## What is needed
List every line in the items below that contains the string "tree", copying each line in full. Case counts.

## Material shown
================================
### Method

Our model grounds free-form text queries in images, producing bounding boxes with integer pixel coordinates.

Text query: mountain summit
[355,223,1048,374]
================================
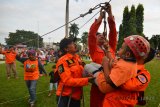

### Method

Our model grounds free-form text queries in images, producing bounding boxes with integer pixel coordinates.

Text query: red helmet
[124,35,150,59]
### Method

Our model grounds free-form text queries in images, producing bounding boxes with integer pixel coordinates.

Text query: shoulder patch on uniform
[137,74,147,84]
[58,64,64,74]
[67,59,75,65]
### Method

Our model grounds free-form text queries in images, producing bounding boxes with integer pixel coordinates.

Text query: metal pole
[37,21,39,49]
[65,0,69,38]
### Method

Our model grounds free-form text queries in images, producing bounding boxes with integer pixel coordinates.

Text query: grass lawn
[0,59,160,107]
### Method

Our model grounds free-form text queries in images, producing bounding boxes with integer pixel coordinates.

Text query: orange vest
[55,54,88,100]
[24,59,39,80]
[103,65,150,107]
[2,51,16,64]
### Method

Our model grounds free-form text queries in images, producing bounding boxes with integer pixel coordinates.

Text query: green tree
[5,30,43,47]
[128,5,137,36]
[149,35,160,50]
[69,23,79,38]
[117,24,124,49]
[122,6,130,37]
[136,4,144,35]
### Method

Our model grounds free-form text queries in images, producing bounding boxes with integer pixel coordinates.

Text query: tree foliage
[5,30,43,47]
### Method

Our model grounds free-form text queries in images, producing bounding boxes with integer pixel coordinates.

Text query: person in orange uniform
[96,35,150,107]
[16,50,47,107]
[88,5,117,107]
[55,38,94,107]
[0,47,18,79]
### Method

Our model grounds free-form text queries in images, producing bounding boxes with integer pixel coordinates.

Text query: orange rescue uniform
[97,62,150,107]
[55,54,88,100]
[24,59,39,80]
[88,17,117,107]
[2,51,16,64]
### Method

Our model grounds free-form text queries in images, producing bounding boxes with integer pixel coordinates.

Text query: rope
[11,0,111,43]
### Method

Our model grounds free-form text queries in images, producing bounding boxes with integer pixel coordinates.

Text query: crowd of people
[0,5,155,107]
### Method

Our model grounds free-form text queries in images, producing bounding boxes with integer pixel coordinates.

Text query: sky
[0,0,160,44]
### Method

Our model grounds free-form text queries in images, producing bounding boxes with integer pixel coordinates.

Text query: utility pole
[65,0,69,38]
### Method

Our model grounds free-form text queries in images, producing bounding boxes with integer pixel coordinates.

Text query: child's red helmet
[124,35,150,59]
================================
## Solution below
Text query: green tree
Text query: tree foliage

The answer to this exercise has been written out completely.